» **SUPPLIED DATA**
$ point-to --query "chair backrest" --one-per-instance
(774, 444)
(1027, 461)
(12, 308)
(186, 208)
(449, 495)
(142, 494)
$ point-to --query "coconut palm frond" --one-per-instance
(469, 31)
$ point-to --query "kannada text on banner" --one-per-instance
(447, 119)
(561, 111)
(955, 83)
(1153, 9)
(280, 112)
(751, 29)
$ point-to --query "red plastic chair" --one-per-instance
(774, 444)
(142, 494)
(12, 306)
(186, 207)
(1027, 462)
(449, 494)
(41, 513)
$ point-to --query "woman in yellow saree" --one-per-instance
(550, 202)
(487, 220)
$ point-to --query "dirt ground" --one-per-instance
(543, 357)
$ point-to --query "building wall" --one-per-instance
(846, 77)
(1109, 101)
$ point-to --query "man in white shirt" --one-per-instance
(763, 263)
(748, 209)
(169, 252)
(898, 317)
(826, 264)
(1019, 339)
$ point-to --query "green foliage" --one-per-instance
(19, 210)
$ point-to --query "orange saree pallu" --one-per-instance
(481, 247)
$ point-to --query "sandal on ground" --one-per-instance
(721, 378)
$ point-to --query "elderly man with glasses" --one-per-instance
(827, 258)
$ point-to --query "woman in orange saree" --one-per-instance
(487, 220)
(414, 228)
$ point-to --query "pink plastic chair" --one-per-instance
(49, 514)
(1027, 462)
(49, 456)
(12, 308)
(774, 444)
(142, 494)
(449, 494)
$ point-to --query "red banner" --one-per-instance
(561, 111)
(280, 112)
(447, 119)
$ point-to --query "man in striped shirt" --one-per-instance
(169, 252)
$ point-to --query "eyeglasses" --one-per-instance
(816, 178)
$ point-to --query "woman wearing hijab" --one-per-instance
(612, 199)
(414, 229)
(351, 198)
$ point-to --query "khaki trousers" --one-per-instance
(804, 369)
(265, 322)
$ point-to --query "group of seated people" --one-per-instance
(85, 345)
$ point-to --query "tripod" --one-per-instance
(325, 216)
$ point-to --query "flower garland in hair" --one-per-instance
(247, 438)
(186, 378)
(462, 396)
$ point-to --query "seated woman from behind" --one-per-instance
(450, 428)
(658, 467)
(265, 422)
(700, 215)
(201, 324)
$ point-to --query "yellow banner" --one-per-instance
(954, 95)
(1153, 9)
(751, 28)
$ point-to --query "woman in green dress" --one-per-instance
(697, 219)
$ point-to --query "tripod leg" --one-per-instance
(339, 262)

» **SET EXERCISE**
Report each line of the data above that contains the word "ground".

» **SOLVED EXERCISE**
$ point-to --query "dirt ground" --one-per-instance
$ point-to --query "sandal on ground" --one-per-instance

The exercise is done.